_Record excerpts_.
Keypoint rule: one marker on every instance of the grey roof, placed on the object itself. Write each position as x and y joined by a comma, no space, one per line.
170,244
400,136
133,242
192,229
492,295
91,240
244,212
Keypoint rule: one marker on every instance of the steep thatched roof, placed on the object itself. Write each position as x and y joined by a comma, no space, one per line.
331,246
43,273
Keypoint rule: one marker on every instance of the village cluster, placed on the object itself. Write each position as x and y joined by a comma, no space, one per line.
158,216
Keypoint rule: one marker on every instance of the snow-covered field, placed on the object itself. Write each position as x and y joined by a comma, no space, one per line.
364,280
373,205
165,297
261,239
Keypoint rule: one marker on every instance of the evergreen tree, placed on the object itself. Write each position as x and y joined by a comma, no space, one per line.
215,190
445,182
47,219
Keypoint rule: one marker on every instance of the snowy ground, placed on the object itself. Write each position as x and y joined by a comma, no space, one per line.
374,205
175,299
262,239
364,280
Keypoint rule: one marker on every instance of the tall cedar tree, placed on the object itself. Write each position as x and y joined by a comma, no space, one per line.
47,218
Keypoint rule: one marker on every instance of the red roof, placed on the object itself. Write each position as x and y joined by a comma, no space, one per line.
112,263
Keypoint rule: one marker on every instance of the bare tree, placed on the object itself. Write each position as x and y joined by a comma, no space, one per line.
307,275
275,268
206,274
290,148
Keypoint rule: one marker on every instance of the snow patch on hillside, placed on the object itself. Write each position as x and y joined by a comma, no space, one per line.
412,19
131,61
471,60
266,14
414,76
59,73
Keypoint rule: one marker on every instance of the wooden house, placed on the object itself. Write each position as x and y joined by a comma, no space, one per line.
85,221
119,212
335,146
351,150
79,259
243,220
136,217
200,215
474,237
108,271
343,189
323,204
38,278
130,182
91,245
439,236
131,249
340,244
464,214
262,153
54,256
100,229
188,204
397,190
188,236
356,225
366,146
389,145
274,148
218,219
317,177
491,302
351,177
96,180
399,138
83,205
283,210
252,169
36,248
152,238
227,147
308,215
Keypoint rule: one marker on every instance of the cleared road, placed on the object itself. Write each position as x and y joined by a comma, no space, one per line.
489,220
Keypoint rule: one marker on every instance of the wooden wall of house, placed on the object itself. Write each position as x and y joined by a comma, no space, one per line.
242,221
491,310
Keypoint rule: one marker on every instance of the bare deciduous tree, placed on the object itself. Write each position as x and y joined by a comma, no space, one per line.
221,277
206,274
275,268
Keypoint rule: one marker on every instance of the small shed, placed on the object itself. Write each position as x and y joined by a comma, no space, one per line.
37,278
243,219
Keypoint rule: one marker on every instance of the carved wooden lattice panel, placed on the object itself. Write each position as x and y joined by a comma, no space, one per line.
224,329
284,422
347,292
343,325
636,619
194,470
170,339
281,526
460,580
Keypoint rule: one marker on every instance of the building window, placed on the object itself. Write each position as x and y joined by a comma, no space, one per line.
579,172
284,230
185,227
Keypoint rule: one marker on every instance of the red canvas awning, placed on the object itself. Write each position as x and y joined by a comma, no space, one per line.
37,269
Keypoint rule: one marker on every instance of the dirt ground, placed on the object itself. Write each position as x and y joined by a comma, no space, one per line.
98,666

_Your assignment_. Each line of the listing should be echoed back exactly.

_Reply to the exercise_.
Keypoint rule: one marker on every instance of the grey roof, placed on the object itself. Write each position as x and y joined by a comma, no space, one per line.
170,244
400,136
133,242
192,229
492,295
91,240
244,212
Keypoint rule: one marker on every instance of the steep thatched roof, placed on the object itself. Write each position as x and y joined by a comma, no space, one per line.
331,246
43,273
Keypoint rule: one marker on every instance of the village cluster, placed on the object itself. Write each position as x and y joined by a comma, no space, one per line.
158,216
Keypoint rule: one marker on every instance of the snow-covered field, placed on the object itself. Write each position as x and y joined by a comma, no space, one per line.
364,280
373,205
165,297
261,239
Keypoint rule: one marker on every instance of the evergreen tree, placed on the object itself. Write each position as x and y joined by a comma, no space, one per line.
215,190
445,182
47,219
Keypoint rule: one marker on every instance of the snowy ground, placed on the object itself. Write each position as x and y joined by a comma, no space, one per line.
374,205
175,299
262,239
364,280
Keypoint rule: one marker on every instance of the tall cedar tree, placed on the object itself. Write each position as x and y joined by a comma, no space, one per line.
47,218
Keypoint rule: one marker on every instance of the red roof, placed on the object itself. Write each position as x and y joined by a comma, no space, one per line.
112,263
Keypoint rule: one marker on every instance of the bare tree, placed on the object itself. Write each position as x and y joined by a comma, no space, one per line.
307,275
275,268
206,274
290,148
Keypoint rule: one marker on every instance of the snow patch on hillside, placed on the object itself. Write each position as x and y joined by a comma, no space, one per line.
412,19
131,61
471,60
266,14
414,76
59,73
Keypoint rule: one marker on every instance of the wooden house, placed on the object itself. Write each position as x and y joined by a comma, no space, one per line.
85,221
119,212
335,146
351,150
79,259
243,220
136,217
200,215
474,237
108,271
343,189
323,204
38,278
130,182
91,245
439,236
131,249
340,244
464,214
262,153
54,256
100,229
188,204
397,190
188,236
356,225
366,146
389,145
274,148
218,219
317,177
491,302
351,177
96,180
399,138
83,205
283,210
252,169
36,248
152,238
227,147
308,215
Keypoint rule: one marker on every instance of the cleared road, placed on the object itself. Write each position as x and y joined by a comma, no space, one per line.
489,220
Keypoint rule: one marker on every instance of the wooden wall of house, placed on the object itself. Write each position as x and y joined by a comma, no space, one per line.
242,221
491,310
Keypoint rule: one marker on every instance of the bare deciduous tree, placed on the object itself. Write each position as x and y joined by a comma, no space, one per line.
221,277
206,274
275,268
Keypoint rule: one marker on every instance of the small shed, placed on the object itself. Write each position as x and y joined by a comma, no space, one per line.
37,278
243,219
Keypoint rule: one marker on every instance of the carved wooden lattice panel, placed on the object itself. Write each position as x and y joined by a comma, no space, one per line.
224,329
284,422
347,292
343,325
636,619
194,470
170,339
281,526
460,580
Keypoint rule: one marker on every instance of the building window, placed on the object itself. Write each position as x and y joined by a comma, no space, one per line.
579,172
284,230
185,227
Keypoint rule: one marker on every instance of the red canvas awning, placed on the object itself. Write each position as x and y joined by a comma, no space, one per line.
37,269
Keypoint rule: one marker on every instance of the dirt ground, placed on the object itself. Write each position as x and y joined by a comma, no space, one per line.
98,666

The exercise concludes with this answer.